— Exercise brief —
In the passage on cognitive control in metaphor and idiom resolution, which type of control did Columbus et al. (2015) leave out of their analysis?

— Provided passage —
_____

One of the few studies to explicitly link language processing to a dual mechanisms framework is work by Columbus et al. (2015). The researchers used eye-tracking methods to investigate the interrelationship of reactive control and predictability in metaphor/idiom resolution, but did not include measures of proactive control in their analysis. Results indicated that more reactive control was used when the preceding context required metaphorical interpretation of the stimulus (Columbus et al. 2015: 4–6). Presumably, proactive control strategies would have led to greater accuracy and reaction time when the preceding context cued a metaphor, since proactive strategies rely on top-down strategies engendered by context that influence subsequent processing.

_____

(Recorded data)
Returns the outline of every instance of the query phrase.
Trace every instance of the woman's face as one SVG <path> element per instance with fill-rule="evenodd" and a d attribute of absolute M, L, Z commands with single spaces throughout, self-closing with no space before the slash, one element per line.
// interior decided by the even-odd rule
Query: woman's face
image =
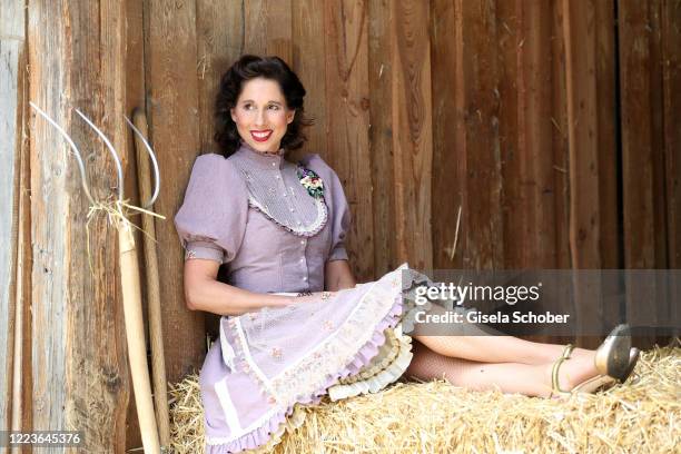
<path fill-rule="evenodd" d="M 286 106 L 276 80 L 259 77 L 244 83 L 230 112 L 246 144 L 260 152 L 277 152 L 296 111 Z"/>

_____

— Written response —
Proactive control.